- **TEKS SUMBER**
☆ ☆ ☆ ☆ ☆
Keywords: islamic bank, sharia supervisory board (DPS), sharia audit, sharia principles.

 

Received: 2021-10-20; Accepted: 2021-11-05; Published: 2021-11-20

 

Pendahuluan

Sistem pembayaran saat ini mengalami perkembangan seiiring dengan kemajuan zaman. Pengaruh teknologi menjadikan sistem pembayaran semakin tepat, cepat dan akurat. Sistem perbankan salah satunya yang mengalami perkembangan, terutama pada penerapan teknologi elektronik. Penerapan teknologi dapat memberikan solusi pada sistem transaksi seperti, transfer, kredit dan lainnya yang disediakan untuk para konsumen. Memudahkan urusan sehingga efektif dan efisien. Hal ini tentunya akan berdampak pada banyaknya konsumen yang menggunakan jasa pelayanan perbankan (Nasution, 2021).

Salah satu perbankan yang mengalami perkembangan saat ini ialah perbankan Syariah. Hal ini disebabkan karena perkembangan ekonomi islam yang begitu pesat. Bank Syariah yang pertama kali didirikan adalah bank Muamalat Indonesia pada tahun 1992. Kemudian sampai saat ini terus mengalami perkembangan hingga diterima secara global. Menjadikan perbankan syariah menjadi pilihan alternatif bagi masyarakat yang menginginkan kepatuhan syariah (syariah compliance) pada sistem transaksinya. Selain itu juga sebagai profit source yaitu sumber keuntungan bagi pasar konvensional (Fauzi & Supandi, 2019).
☆ ☆ ☆ ☆ ☆
- **MATERI YANG DISEDIAKAN**
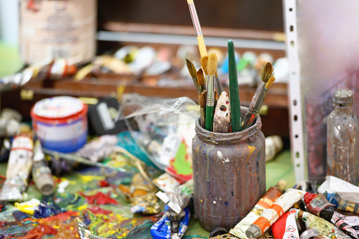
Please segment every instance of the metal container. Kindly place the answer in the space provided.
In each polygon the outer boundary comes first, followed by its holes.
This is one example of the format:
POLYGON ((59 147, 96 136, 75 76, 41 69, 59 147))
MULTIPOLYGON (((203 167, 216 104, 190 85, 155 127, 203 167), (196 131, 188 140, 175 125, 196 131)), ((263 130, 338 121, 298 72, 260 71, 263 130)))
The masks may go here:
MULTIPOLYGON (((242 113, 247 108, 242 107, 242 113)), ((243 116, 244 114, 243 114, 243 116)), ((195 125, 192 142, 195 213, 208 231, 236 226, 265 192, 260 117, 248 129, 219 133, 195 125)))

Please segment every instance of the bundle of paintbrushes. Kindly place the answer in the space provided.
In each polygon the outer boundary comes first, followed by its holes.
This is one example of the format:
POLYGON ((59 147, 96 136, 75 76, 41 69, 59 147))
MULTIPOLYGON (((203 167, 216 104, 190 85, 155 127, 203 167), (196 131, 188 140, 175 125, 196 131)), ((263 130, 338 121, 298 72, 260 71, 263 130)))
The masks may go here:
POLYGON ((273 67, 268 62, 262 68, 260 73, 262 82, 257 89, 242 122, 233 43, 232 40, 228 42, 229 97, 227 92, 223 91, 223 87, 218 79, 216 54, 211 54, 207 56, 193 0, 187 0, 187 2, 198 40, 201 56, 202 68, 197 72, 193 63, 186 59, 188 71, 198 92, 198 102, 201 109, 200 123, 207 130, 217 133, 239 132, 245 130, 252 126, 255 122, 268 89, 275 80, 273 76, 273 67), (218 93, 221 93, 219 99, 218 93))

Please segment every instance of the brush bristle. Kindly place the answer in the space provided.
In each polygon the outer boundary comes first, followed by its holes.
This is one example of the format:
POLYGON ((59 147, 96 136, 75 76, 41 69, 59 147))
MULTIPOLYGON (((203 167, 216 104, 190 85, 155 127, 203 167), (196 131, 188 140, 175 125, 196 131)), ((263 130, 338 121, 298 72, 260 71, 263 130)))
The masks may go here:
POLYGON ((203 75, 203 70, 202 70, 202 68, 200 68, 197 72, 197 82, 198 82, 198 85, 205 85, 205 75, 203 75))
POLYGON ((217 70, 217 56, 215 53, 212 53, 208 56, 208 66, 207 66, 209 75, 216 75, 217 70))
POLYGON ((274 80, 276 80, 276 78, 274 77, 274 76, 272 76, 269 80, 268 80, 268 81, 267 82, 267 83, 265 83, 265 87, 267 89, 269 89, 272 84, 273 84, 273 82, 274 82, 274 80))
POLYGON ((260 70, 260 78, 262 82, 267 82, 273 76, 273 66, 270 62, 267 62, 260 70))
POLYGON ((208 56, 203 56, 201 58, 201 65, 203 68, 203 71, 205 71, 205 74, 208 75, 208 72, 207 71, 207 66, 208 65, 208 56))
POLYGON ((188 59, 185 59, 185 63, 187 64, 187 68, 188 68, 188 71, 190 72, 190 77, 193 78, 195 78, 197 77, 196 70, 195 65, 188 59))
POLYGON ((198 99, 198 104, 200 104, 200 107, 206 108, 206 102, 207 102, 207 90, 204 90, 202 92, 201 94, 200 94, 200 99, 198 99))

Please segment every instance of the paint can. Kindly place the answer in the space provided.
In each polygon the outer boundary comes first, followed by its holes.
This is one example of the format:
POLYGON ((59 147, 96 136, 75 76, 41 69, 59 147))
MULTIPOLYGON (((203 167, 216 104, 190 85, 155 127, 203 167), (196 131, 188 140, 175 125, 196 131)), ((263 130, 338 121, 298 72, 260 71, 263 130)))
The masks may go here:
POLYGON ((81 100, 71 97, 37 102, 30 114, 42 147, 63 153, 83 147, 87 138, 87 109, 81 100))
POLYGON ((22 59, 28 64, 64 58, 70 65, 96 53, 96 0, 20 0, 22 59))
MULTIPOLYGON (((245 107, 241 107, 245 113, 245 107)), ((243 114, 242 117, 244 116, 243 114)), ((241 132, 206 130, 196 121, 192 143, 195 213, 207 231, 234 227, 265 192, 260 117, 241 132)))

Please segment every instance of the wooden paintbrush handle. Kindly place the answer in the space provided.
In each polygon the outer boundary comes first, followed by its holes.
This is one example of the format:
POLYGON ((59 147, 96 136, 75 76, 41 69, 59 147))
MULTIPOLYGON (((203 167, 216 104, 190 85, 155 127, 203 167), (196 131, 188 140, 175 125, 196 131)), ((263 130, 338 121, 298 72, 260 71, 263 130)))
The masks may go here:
☆ ☆ ☆ ☆ ☆
- **HASIL YANG DIMINTA**
Tuliskan kembali bagian teks sumber mulai dari "Sistem pembayaran saat" dan berakhir pada "perbankan (Nasution, 2021).", dengan mengganti setiap "konsumen" menjadi "nasabah". Materi di atas tidak digunakan untuk keperluan ini.

- **JAWABAN LENGKAP**
Sistem pembayaran saat ini mengalami perkembangan seiiring dengan kemajuan zaman. Pengaruh teknologi menjadikan sistem pembayaran semakin tepat, cepat dan akurat. Sistem perbankan salah satunya yang mengalami perkembangan, terutama pada penerapan teknologi elektronik. Penerapan teknologi dapat memberikan solusi pada sistem transaksi seperti, transfer, kredit dan lainnya yang disediakan untuk para nasabah. Memudahkan urusan sehingga efektif dan efisien. Hal ini tentunya akan berdampak pada banyaknya nasabah yang menggunakan jasa pelayanan perbankan (Nasution, 2021).